:: STUDY MATERIAL ::

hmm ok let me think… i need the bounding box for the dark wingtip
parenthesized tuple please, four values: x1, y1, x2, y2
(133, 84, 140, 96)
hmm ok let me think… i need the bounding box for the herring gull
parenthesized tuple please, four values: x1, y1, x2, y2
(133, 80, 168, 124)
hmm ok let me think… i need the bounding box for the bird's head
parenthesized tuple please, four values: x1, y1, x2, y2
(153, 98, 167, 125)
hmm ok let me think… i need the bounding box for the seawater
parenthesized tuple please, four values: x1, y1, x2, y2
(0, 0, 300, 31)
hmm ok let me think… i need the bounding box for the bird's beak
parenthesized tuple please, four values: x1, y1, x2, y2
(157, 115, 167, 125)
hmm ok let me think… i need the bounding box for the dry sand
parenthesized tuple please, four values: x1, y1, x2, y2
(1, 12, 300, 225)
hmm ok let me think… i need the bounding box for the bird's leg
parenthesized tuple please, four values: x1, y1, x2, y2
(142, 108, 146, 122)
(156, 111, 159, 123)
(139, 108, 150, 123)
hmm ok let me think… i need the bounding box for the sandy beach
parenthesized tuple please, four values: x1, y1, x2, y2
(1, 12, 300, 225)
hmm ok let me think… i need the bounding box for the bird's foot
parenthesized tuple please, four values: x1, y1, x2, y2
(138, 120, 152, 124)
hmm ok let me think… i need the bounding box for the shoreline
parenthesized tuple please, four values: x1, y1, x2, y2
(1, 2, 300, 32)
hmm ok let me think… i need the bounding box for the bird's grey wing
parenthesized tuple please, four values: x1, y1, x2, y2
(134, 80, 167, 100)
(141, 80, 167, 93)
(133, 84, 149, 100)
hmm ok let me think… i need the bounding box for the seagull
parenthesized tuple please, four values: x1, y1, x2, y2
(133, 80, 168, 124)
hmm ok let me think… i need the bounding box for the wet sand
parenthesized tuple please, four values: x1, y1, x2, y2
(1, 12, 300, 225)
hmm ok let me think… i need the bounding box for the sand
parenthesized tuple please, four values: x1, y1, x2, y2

:::

_ABOUT THIS TASK_:
The answer must be a single number: the count of lines above that contain the word "bird".

_SOLVED PROBLEM_:
5